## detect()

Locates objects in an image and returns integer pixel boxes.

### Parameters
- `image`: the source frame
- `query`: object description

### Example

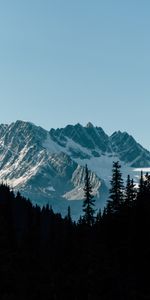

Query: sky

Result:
[0,0,150,150]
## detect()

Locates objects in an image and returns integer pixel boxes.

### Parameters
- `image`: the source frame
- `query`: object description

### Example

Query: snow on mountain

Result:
[0,121,150,216]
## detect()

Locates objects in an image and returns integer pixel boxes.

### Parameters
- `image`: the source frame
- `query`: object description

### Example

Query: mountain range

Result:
[0,120,150,218]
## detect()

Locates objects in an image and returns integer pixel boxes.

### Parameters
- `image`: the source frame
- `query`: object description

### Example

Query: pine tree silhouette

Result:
[83,165,95,226]
[107,161,124,213]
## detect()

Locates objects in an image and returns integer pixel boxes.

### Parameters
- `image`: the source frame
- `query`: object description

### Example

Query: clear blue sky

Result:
[0,0,150,149]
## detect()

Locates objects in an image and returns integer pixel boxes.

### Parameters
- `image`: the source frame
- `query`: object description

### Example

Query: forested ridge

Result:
[0,162,150,300]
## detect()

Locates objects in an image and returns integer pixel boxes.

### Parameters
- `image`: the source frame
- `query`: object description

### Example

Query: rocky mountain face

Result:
[0,121,150,217]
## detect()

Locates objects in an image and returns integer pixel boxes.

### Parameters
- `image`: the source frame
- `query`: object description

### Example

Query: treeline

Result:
[0,162,150,300]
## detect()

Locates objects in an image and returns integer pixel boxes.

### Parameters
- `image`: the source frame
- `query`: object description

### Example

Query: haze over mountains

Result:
[0,121,150,217]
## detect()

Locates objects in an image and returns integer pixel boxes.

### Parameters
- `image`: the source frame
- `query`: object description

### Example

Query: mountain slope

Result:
[0,121,150,216]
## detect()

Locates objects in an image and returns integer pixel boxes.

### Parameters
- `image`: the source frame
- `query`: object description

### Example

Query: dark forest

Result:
[0,162,150,300]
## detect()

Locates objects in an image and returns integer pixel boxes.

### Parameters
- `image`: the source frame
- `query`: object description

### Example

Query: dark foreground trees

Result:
[0,166,150,300]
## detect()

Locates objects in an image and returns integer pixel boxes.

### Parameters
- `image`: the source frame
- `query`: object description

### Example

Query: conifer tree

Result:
[107,161,124,213]
[83,165,95,226]
[125,175,136,207]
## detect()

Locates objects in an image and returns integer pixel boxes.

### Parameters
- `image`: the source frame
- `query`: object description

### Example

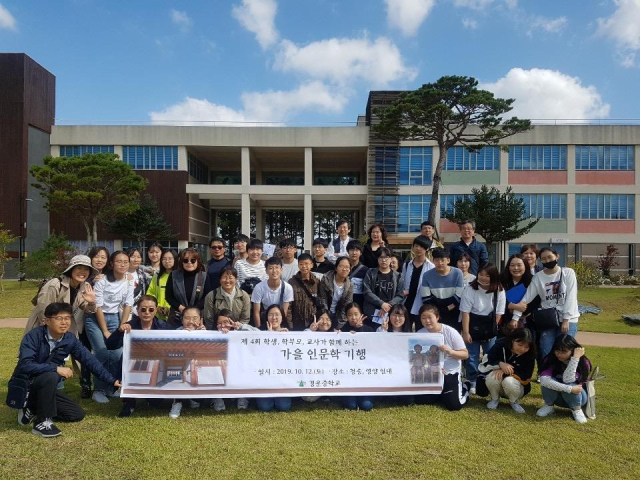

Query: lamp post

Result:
[18,196,33,270]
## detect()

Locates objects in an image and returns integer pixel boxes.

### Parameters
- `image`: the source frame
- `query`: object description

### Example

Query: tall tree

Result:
[30,153,147,245]
[373,76,531,222]
[444,185,540,246]
[0,223,19,292]
[105,194,173,245]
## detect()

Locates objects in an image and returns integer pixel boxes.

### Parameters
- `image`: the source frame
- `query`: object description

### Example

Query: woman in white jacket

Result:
[513,247,580,358]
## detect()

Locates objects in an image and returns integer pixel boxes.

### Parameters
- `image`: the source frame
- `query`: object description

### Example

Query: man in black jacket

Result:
[16,302,120,438]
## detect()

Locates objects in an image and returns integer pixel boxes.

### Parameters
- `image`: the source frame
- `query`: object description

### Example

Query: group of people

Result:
[11,220,589,437]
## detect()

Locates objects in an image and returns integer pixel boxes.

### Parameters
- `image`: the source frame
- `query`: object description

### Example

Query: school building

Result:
[0,54,640,273]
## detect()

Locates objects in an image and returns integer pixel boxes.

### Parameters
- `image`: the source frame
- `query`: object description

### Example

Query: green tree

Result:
[30,153,147,245]
[0,223,18,292]
[20,234,75,280]
[443,185,540,251]
[105,194,174,245]
[372,76,532,222]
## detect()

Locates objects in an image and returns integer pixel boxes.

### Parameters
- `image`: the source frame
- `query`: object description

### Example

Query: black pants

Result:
[415,373,469,410]
[27,372,85,422]
[78,330,91,390]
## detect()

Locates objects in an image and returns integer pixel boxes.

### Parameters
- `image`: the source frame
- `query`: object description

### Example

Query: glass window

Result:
[576,145,635,170]
[516,193,567,220]
[398,147,433,185]
[444,147,500,171]
[122,145,178,170]
[509,145,567,170]
[440,193,473,218]
[576,194,635,220]
[60,145,114,157]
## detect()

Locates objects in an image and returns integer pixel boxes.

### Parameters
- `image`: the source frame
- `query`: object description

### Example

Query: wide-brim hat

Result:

════════

To do: Copy each line above precisely, dropping the pictures.

Right answer:
## detect()

Locates objects in an image and returns integer pixel boxes.

### Parameters
- `image`: the source frame
- `query`: object description

### Example


Query: sky

Result:
[0,0,150,150]
## detect()

Locates objects in an image and returns integer pixel boxes.

### Parameters
- `image`: the source frame
- `query`: object description

### Example

Query: snow on mountain

Result:
[0,121,150,216]
## detect()

Locates objects in an image and returns integer pixel boxes.

### Parameters
- `image`: the source frame
- `query`: object description

### Example

Query: mountain range

Result:
[0,120,150,218]
## detect()

Locates objects in an image and returns integer pixel boxes.

### Parameters
- `image`: the source frame
- `query`: object description

### Example

Query: pine tree silhouette

Result:
[83,165,95,226]
[107,161,124,213]
## detect()

Locates objects in an image and returns integer pixel boxes.

### Parameters
- `image`: the source frame
- `query`: object description

### Example

Query: clear blue sky

Result:
[0,0,150,149]
## detect()

Locates objects in an image and returns integer pixel boxes.

### Parameters
- `image`: the source frame
- `query`: object description

### Example

Query: forested ridge

Result:
[0,162,150,300]
## detect()

Locates objects in an image and returns integer pixel boxes.

### Parameters
- `image`: the source frame
- `query`: object description

### Example

Query: rocky mountain face

Result:
[0,121,150,217]
## detect()

Locates objects in an image and returns integer pixel boxes.

### Parameters
- `image`: the source frame
- `query`: object description

### Example

Query: treeline

Result:
[0,162,150,300]
## detect()

Locates objects in an image and returns integer pixel boxes.

### Parameters
- `image`: the source frame
- `query`: object description

### Example

Query: haze over mountains

Result:
[0,121,150,217]
## detect()

Locates objects in an image and returns integer pixel boxes.

### Parameters
- `image`: the source frame
- `query`: object description

### Example

Query: mountain slope

Result:
[0,121,150,216]
## detect()

Locates objects in an image and returns integer pixel boxes.

### Parameters
- `image`: the source frame
- `query`: object description

### Example

Query: dark forest

Result:
[0,162,150,300]
## detect()

Locates objects in an image and returns integer pixel boxes.

### Parameters
- `image`: the source frame
- `query`: object description

### Example

Query: dark foreground trees

Result:
[0,166,150,300]
## detect()

Locates objects in an image and returns integer pixel boxes.

### Parameters
- `image`: the source frame
- `query`: object description

### Example

Query: conifer tree

Result:
[107,161,124,213]
[83,165,95,226]
[125,175,136,207]
## detect()

Locates objects in an image and returns integer pixel boxes.

### Parameters
- `image`: the source frame
- `query`: object description

### Example


Query: lamp post

Result:
[18,196,33,270]
## detect()

Locates objects in an image and returns integer pixel boxes.

### Parameters
- `image`: the source frame
- `query`: object description

### Example

Query: tall tree

Result:
[30,153,147,245]
[373,76,531,222]
[444,185,540,246]
[0,223,19,292]
[105,194,173,245]
## detect()

Locates objects in an image and returns integer pixel boxes.

### Parameters
- `image`: the source frame
- `query`: object description

### Example

Query: woman in white jacket

Result:
[513,247,580,358]
## detect()

Locates objects in an image and returns integer pixel boxes.

### Parameters
- `image`: the source frame
- `query`: object description

### Example

Query: man in black jacket

Result:
[16,302,120,438]
## detect()

Locates objects in an image and returns integer pixel boxes.

### Parameters
- `image`: the source frame
- `query`: object description

### Example

Query: group of people

Result:
[11,220,589,437]
## detect()

Locates objects in an image and returns integer pixel boxes.

### Parameters
- `image`: the source frame
- `query`: object description

### Example

Query: school building

Result:
[0,54,640,273]
## detect()

Locates objects in an image and returns integer pixel boxes.

### Parameters
- `image`: the source frame
- `query`: object description

### Example

Query: green tree

Result:
[30,153,147,245]
[0,223,18,292]
[20,234,75,280]
[443,185,540,251]
[105,194,174,245]
[372,76,532,222]
## detect()

Locates objects in an image and returns integer pixel boxes.

### Parameters
- `image`: the source frame
- `query`: object description

### Example

Query: black pants

Result:
[415,373,469,410]
[27,372,85,422]
[78,330,91,390]
## detect()

Locates objects in an image and returns integer pixel boxes.

### Parameters
- `image`: the source frame
- `query`: object description

### Example

Query: glass window

Result:
[576,145,635,170]
[516,193,567,220]
[398,147,433,185]
[444,147,500,171]
[122,145,178,170]
[509,145,567,170]
[440,193,473,218]
[576,194,635,220]
[60,145,114,157]
## detect()

Locates objects in an image and returns integer pixel boxes.

### Parameters
- `image`: the source frame
- `query`: object description

### Example

Query: wide-brim hat

Result:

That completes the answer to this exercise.